Collected data:
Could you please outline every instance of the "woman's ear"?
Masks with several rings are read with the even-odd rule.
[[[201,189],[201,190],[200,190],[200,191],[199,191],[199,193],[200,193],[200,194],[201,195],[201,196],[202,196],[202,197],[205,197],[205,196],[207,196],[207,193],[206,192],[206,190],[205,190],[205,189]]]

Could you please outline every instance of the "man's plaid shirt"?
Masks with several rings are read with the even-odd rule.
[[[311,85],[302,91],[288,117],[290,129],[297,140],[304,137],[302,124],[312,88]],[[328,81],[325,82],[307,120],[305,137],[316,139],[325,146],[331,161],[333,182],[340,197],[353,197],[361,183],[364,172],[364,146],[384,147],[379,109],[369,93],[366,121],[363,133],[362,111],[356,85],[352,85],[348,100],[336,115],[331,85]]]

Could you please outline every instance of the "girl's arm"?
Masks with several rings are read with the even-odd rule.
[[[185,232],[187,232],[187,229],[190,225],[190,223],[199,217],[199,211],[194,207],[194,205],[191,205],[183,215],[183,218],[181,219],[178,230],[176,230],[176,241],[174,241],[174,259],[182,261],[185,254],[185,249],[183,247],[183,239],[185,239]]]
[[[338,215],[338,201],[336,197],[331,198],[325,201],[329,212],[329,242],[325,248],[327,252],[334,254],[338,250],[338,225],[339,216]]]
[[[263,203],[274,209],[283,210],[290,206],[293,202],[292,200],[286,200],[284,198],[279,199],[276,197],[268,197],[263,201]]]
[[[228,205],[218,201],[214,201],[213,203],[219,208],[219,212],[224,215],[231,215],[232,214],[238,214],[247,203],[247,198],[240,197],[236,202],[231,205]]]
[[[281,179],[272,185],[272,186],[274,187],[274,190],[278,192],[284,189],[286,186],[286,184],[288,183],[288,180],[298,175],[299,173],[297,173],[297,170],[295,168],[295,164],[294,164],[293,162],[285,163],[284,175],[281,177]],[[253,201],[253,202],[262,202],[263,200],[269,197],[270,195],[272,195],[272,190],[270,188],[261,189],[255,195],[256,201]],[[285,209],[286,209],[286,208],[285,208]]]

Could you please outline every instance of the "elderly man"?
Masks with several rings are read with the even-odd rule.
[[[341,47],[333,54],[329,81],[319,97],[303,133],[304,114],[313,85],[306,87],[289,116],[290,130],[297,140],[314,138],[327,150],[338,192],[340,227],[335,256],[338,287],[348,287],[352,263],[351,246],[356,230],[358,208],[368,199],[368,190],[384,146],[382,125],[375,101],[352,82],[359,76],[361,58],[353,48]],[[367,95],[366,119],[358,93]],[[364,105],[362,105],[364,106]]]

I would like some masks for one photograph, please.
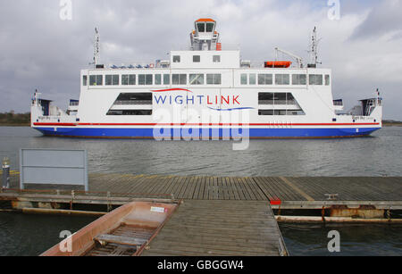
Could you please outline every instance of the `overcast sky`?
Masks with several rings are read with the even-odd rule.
...
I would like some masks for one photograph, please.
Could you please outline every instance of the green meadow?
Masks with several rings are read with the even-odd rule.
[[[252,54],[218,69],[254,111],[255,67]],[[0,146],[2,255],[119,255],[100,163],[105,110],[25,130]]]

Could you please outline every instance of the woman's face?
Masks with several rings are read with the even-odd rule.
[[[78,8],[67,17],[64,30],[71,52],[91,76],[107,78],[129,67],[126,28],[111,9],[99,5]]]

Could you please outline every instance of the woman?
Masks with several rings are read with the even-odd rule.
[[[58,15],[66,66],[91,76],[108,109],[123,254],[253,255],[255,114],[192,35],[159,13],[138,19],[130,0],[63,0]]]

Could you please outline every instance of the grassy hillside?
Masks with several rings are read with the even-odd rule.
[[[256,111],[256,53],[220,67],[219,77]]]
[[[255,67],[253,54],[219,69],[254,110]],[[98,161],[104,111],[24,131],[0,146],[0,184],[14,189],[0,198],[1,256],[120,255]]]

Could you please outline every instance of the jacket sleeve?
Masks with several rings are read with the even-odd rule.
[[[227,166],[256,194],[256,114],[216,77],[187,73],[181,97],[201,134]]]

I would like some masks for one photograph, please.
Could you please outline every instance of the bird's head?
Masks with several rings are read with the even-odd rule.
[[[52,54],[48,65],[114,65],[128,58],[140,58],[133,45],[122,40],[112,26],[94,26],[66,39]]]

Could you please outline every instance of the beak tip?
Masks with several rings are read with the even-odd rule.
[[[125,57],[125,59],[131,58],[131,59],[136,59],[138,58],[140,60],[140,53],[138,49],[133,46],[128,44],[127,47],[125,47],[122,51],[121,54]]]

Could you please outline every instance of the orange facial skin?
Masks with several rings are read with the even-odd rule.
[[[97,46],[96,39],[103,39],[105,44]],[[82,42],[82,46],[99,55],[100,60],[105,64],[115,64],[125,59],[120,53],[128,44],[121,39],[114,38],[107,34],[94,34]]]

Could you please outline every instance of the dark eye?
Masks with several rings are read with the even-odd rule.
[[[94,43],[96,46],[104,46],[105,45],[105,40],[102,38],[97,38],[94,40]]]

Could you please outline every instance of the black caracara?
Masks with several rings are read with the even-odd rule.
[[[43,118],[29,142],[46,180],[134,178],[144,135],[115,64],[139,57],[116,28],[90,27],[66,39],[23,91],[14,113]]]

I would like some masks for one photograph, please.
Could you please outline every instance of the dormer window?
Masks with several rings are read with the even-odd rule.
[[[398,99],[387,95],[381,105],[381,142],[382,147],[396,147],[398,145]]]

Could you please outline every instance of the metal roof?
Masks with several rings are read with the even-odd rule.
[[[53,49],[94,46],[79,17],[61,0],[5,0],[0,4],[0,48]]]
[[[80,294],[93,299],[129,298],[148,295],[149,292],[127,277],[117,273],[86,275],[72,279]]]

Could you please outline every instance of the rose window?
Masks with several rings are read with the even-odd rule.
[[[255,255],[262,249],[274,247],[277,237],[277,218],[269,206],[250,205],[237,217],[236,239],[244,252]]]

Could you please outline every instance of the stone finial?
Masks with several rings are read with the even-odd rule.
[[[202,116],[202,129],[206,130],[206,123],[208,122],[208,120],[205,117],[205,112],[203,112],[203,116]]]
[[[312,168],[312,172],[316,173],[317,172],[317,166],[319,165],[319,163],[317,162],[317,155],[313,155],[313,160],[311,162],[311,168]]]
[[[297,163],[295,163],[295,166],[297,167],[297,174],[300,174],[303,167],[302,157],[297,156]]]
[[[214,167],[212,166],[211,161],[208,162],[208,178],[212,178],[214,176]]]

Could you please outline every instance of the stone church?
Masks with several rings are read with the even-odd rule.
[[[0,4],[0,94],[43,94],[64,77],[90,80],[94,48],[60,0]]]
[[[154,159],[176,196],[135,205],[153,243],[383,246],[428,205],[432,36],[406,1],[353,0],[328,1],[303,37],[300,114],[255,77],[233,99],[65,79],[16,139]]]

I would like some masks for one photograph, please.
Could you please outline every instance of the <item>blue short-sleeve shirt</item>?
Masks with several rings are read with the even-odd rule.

> **Task**:
Gather every line of the data above that contains the word "woman", matching its case exactly.

> **Reply to the task**:
Could you please outline every instance of the "woman's ear"?
Could you please outline every instance of the woman's face?
Could you please outline every instance of the woman?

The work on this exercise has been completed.